EXCERPTED RECORDS -

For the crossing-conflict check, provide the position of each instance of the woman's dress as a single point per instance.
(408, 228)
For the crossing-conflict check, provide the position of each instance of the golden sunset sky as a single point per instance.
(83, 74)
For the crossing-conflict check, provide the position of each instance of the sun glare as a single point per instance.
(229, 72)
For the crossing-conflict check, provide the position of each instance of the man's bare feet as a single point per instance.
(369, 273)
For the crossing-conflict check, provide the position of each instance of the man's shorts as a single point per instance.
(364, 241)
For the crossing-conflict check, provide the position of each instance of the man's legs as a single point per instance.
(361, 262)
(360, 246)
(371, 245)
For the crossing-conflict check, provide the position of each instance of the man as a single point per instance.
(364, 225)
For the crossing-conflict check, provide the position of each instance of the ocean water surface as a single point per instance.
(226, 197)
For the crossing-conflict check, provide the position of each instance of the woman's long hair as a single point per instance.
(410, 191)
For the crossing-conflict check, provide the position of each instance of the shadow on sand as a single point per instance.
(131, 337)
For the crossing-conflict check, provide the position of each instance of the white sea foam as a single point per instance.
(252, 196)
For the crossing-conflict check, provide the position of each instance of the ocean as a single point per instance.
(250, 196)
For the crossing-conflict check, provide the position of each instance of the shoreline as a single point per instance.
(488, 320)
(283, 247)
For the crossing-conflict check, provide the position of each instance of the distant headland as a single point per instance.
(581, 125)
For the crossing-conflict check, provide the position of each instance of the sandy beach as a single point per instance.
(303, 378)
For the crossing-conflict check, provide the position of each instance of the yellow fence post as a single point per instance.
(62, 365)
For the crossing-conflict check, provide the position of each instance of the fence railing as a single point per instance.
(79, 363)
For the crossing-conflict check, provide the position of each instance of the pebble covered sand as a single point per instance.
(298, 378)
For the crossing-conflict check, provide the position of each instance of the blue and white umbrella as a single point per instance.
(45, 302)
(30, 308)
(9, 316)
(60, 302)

WHAT YOU WILL DO - Lines from the one holding "umbrella as a single point per instance." through the last line of the material are to be repeated exactly; no other lines belong in the answer.

RESPONSE TO THE TASK -
For the crossing-conflict check, provide the position of each instance of the blue and white umbrella as a single point per instance.
(45, 302)
(30, 308)
(9, 316)
(60, 302)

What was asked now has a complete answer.